_Exercise materials_.
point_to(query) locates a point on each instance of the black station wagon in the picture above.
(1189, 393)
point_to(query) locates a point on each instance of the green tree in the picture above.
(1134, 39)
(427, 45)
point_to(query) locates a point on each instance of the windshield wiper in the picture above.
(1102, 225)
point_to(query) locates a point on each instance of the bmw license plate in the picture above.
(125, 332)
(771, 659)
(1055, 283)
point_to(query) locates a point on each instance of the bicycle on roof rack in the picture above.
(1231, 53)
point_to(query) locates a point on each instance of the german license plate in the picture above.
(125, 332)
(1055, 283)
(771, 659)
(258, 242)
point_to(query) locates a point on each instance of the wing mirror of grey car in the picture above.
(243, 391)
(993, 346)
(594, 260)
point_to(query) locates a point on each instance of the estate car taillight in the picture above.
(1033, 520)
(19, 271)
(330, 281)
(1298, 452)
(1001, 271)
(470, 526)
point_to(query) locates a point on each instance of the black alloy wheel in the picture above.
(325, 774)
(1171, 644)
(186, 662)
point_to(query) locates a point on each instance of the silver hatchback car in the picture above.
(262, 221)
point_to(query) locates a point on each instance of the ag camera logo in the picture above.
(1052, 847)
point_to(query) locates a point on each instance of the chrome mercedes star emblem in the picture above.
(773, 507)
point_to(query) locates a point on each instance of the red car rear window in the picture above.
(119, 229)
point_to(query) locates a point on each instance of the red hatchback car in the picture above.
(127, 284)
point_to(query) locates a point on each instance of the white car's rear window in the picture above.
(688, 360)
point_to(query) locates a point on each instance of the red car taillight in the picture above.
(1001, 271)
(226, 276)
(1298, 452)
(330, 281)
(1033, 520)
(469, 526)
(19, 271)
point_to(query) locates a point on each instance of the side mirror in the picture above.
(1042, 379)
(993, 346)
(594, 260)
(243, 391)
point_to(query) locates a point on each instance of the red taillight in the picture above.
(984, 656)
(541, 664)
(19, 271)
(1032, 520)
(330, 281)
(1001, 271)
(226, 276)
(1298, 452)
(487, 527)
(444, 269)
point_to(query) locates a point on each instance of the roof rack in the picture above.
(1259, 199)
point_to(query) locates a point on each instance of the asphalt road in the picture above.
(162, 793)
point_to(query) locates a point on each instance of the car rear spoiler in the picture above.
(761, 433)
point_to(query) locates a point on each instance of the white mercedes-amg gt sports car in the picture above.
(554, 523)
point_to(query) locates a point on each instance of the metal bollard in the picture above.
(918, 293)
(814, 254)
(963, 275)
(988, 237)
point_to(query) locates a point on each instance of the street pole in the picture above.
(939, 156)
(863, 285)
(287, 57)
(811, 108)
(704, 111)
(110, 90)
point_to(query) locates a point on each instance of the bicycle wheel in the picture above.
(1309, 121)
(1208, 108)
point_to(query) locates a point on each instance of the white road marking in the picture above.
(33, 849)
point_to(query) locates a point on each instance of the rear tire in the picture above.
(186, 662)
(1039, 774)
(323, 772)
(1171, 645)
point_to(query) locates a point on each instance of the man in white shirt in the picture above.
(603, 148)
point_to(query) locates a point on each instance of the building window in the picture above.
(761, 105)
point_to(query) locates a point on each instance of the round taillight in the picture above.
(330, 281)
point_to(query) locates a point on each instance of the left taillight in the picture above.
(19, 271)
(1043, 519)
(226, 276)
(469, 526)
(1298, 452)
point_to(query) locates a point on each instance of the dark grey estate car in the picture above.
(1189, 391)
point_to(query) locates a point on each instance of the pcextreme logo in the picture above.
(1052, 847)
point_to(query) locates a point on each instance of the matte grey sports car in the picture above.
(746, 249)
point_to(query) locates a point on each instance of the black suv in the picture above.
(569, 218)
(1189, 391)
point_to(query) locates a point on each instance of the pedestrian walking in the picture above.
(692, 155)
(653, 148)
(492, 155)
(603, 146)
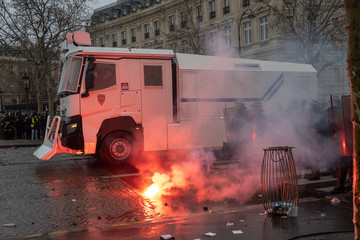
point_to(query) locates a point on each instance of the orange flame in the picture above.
(344, 146)
(152, 191)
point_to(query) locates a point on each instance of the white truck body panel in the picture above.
(205, 85)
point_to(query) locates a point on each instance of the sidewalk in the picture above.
(19, 143)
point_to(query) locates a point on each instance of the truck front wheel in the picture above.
(116, 148)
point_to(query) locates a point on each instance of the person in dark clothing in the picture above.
(34, 124)
(27, 126)
(345, 166)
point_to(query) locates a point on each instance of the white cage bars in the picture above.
(279, 186)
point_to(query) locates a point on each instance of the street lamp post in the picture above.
(1, 101)
(26, 82)
(250, 15)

_Problem statement_. Copy the entire listing above verbatim, from the first line to the last, and omit the pictures.

_Output of the task_.
point_to(query) locates a point on each instance of the black station wagon in the picture above.
(1189, 393)
point_to(query) locates a point on each instance of the green tree in the picture above.
(1134, 39)
(427, 45)
point_to(query) locates a point on each instance of the windshield wiper in the picture above.
(1102, 225)
point_to(query) locates a point on each instance of the bmw license plate in the picture above.
(125, 332)
(771, 659)
(1055, 283)
point_to(query) locates a point on each instance of the bicycle on roof rack in the picture above.
(1231, 53)
point_to(query) locates a point on each instance of the german license plate in the picture above.
(125, 332)
(1055, 283)
(771, 659)
(258, 242)
point_to(query) locates a point on each instance of the wing mirror of grey car in the picture above.
(243, 391)
(993, 346)
(594, 260)
point_to(query) locates a point on each instance of the estate car taillight in the picture above.
(1033, 520)
(19, 271)
(330, 281)
(1298, 452)
(1001, 271)
(470, 526)
point_to(query) locates a point on each instance of the black alloy wheel in the picture above.
(325, 774)
(1171, 644)
(186, 662)
point_to(query) locates a point on each instance of the silver hatchback car in the picture above.
(262, 221)
point_to(query) locates a point on each instance of the ag camera logo in the picture above.
(1052, 847)
point_to(query) locates a point on each instance of the chrome mercedes star emblem in the picture above.
(773, 507)
point_to(query) locates a point on each instance of the red car rear window in the picture above.
(119, 229)
point_to(query) locates a point on each instance of the red hatchback car in the picture above.
(127, 284)
point_to(query) locates a point on each instance of the white car's rear window in the picture above.
(688, 360)
point_to(query) locates a point on each instance of the red car taillight in the picture above.
(1001, 271)
(226, 276)
(1298, 452)
(330, 281)
(1033, 520)
(469, 526)
(19, 271)
point_to(query) locates a point on each instance of the side mirror in the picture above.
(1042, 379)
(993, 346)
(594, 260)
(243, 391)
point_to(query) locates a point on each instance of the red taillight in the picture above.
(984, 656)
(541, 664)
(19, 271)
(1032, 520)
(330, 281)
(1001, 271)
(226, 276)
(1298, 452)
(487, 527)
(444, 269)
point_to(query) locates a point on each instance of the roof rack in the picture above.
(1259, 199)
point_to(query) locates a point on each instance of the asphalt road in the picture above.
(162, 793)
point_to(query) locates a point on each instance of the car rear spoiler in the picture above.
(761, 433)
point_to(query) locates a point on each instance of the white mercedes-amg gt sports car in the picture above.
(554, 523)
point_to(query) locates a point on each instance of the metal bollard in the picture above.
(918, 293)
(814, 254)
(963, 275)
(988, 237)
point_to(query) locates a point on each instance of the street pole in the picture above.
(939, 156)
(863, 285)
(287, 57)
(811, 108)
(704, 111)
(110, 90)
point_to(query) locates a point on each instance of the bicycle wheel in the picture above.
(1309, 121)
(1208, 108)
point_to(query) locates a point on each instance of the white road marking in the picture above.
(33, 849)
point_to(query) locates a point on each instance of the rear tire in the picture above.
(186, 662)
(1039, 774)
(323, 772)
(1171, 645)
point_to(query) locates a point on each instance of the man in white shirt in the picture above.
(603, 148)
point_to(query) locates a point on each instance of the building window in the picture above.
(761, 105)
point_to(query) locates a point on each instance of the round taillight in the picture above.
(330, 281)
point_to(query) locates a point on each instance of the left taillight in the picture above.
(19, 271)
(1043, 519)
(226, 276)
(469, 526)
(1298, 452)
point_to(query) locates a point on each instance of the dark grey estate car in the picture above.
(1189, 391)
point_to(query) locates a point on each instance of the pcextreme logo in the picture above.
(1052, 847)
point_to(query) locates a point on each instance of the matte grey sports car in the picture above.
(746, 249)
point_to(query) locates a point on each instance of the black suv in the picture above.
(569, 218)
(1189, 391)
point_to(query) locates a point on each instance of the pedestrian walking in the picture above.
(692, 155)
(653, 148)
(492, 155)
(603, 146)
point_to(query) locates a point on each instance of the orange flame in the picture above.
(344, 146)
(152, 191)
point_to(query) locates a point on each instance of the white truck body panel in the picture above.
(205, 85)
point_to(query) locates a point on each instance of the sidewalk in the picture above.
(19, 143)
point_to(query) locates a point on each instance of the truck front wheel in the picture above.
(116, 148)
point_to(query) locates a point on each instance of the person in dark clothing in the picture above.
(34, 124)
(27, 126)
(345, 166)
point_to(query) locates a point on each instance of the white cage bars in the picture above.
(279, 186)
point_to(query) locates a point on each instance of the street lamp post in the picture above.
(1, 101)
(26, 82)
(250, 15)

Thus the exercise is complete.